- Task statement
Turn everything from the line containing "# test: mark the sunglasses" down to the line containing "point(358, 341)" into a two-column CSV with the headers text and answer. Give one row per record, holding its text and its answer, with each field in quotes and line breaks replaced by spaces.

- Provided data
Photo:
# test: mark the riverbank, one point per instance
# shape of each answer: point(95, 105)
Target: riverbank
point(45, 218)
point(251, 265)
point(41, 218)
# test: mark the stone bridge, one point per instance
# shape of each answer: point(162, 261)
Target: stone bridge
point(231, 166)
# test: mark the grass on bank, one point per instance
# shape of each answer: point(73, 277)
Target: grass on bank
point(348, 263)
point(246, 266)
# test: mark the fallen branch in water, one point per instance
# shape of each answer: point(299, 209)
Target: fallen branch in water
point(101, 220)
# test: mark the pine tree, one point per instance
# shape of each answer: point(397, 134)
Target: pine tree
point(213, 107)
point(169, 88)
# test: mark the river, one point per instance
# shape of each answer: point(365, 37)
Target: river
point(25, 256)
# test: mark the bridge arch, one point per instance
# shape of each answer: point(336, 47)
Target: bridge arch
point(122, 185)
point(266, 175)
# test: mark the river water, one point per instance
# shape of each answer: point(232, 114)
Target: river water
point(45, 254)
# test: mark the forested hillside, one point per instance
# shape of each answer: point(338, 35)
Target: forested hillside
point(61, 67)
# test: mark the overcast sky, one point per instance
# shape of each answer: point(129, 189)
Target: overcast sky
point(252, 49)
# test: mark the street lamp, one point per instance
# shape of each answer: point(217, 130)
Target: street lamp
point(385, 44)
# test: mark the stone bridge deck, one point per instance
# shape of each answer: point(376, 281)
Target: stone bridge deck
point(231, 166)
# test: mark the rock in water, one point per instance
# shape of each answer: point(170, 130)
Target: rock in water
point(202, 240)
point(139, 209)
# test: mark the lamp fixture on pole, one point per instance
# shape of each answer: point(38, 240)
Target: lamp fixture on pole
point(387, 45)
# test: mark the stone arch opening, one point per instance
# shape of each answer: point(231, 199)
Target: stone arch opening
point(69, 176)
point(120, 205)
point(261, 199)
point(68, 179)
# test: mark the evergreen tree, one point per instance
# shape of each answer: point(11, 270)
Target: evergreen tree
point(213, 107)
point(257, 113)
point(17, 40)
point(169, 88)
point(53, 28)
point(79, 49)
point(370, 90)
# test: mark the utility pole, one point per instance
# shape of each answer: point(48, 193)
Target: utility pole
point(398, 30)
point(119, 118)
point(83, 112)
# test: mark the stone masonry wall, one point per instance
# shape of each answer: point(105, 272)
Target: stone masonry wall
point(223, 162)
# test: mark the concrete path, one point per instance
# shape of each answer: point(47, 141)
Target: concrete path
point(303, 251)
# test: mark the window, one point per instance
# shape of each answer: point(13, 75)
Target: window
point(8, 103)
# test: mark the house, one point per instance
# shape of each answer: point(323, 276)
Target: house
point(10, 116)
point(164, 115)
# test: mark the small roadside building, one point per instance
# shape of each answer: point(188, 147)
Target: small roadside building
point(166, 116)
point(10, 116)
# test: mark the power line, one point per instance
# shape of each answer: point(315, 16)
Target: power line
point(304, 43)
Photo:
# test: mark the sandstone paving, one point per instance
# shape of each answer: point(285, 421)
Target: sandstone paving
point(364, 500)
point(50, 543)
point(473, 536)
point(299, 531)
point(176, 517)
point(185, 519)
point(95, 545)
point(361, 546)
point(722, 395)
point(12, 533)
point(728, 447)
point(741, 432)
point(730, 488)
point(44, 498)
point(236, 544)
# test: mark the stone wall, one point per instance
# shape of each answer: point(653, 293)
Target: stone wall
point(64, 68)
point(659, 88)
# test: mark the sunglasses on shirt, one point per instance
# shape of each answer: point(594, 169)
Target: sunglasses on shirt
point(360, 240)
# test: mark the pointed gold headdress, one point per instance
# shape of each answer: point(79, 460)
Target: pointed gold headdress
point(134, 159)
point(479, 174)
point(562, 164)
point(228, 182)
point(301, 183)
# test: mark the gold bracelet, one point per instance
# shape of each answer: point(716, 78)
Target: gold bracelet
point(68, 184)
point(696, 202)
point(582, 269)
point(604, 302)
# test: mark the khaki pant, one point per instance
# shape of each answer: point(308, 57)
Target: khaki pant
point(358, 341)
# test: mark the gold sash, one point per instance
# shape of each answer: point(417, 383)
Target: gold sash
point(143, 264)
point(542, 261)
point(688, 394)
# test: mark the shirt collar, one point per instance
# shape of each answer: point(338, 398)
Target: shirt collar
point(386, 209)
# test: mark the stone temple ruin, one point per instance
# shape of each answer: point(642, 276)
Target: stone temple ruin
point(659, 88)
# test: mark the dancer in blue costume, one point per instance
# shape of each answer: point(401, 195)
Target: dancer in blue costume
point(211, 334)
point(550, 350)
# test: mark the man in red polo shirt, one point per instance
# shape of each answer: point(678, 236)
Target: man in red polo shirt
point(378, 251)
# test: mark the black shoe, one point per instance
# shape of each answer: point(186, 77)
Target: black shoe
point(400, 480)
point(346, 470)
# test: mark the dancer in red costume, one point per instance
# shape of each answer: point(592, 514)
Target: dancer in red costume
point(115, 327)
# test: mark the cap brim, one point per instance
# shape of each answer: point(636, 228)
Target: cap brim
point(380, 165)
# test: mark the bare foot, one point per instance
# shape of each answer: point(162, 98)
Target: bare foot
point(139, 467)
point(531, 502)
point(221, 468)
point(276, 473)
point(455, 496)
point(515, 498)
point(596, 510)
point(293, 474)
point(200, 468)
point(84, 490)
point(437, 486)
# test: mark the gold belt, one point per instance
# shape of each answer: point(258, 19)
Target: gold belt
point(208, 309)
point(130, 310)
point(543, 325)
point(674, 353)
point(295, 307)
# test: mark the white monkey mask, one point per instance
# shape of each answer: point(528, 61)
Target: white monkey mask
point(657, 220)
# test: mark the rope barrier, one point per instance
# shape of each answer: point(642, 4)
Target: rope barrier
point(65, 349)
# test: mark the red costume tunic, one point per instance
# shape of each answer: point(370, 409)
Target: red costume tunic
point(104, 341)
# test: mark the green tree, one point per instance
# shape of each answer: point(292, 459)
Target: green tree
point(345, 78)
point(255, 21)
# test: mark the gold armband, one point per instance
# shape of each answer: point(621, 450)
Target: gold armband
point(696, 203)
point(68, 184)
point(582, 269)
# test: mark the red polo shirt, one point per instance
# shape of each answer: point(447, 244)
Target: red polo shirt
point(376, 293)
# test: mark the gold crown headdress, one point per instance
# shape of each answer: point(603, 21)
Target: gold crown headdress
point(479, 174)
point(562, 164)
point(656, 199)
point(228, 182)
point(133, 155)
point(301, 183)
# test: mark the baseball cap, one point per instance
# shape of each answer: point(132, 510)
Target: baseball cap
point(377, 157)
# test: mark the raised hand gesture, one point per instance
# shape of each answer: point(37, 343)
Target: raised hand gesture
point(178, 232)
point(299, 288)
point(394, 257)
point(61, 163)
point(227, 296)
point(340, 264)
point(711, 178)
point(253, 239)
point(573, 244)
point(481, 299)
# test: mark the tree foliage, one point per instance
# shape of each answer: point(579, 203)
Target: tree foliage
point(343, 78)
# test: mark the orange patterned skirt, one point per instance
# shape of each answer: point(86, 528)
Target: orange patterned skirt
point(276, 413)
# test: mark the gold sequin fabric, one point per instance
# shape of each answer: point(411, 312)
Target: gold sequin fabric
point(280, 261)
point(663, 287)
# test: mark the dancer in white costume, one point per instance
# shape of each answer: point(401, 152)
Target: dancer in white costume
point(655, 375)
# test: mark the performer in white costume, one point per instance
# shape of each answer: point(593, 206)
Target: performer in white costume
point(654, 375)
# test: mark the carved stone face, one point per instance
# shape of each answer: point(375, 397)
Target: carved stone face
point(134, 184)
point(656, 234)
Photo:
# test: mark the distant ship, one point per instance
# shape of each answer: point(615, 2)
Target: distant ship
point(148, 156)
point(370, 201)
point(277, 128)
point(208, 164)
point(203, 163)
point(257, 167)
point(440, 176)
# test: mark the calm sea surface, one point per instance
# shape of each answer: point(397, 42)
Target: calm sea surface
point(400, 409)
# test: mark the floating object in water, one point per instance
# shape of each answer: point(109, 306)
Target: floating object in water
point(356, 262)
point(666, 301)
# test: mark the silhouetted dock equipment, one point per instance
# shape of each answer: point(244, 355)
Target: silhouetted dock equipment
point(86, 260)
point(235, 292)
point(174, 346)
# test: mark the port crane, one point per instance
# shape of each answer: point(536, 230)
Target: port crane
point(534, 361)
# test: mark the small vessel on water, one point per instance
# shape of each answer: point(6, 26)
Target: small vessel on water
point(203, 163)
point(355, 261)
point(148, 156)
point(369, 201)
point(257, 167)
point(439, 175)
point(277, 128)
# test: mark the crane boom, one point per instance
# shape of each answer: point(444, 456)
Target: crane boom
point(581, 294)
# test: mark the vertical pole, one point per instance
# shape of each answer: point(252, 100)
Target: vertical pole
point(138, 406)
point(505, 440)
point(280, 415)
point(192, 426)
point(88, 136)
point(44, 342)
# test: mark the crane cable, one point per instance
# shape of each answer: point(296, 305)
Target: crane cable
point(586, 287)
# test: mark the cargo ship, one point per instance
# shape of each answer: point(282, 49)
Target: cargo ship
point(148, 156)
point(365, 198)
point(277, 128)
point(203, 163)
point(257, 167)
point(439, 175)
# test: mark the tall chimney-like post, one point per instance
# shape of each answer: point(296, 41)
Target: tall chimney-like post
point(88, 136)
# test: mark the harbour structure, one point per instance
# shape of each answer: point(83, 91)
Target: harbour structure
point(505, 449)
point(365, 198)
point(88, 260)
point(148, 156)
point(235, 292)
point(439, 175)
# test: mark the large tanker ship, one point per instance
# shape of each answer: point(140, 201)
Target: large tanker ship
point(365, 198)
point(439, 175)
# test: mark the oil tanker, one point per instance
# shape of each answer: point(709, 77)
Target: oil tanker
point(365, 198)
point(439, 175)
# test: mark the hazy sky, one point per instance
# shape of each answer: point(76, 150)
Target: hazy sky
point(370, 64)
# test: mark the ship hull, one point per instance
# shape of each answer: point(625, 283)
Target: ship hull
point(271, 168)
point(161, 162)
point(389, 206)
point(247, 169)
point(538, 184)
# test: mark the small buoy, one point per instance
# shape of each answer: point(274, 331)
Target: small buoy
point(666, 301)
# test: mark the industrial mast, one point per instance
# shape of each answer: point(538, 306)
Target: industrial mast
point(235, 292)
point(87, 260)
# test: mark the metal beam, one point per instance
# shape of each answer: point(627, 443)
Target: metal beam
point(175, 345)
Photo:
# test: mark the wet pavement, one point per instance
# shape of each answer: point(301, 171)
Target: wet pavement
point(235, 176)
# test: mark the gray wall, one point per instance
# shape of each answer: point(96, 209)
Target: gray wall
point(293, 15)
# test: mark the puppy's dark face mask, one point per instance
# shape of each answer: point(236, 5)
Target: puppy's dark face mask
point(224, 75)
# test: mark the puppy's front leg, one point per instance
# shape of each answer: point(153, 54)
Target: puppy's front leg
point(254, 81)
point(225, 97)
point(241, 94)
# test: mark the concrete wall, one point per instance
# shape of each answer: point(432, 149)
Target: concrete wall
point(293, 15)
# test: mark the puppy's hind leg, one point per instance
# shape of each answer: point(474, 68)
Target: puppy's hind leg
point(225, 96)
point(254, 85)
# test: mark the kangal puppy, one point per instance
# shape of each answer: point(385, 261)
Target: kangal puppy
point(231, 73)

- Expected output
text,answer
"# test: mark the sunglasses on shirt, one point per instance # shape of each answer: point(594, 169) Target: sunglasses on shirt","point(360, 240)"
"# test: mark the pointed gold headdress, one point per instance # shape of each answer: point(79, 460) Target: pointed gold headdress","point(134, 159) point(479, 174) point(562, 164) point(228, 182) point(301, 183)"
"# test: mark the gold bracelet, one point per instance # shape of each answer: point(716, 78) Target: gold bracelet","point(68, 184) point(696, 202) point(582, 269) point(604, 302)"
"# test: mark the khaki pant, one point per instance # shape of each answer: point(308, 57) Target: khaki pant","point(358, 341)"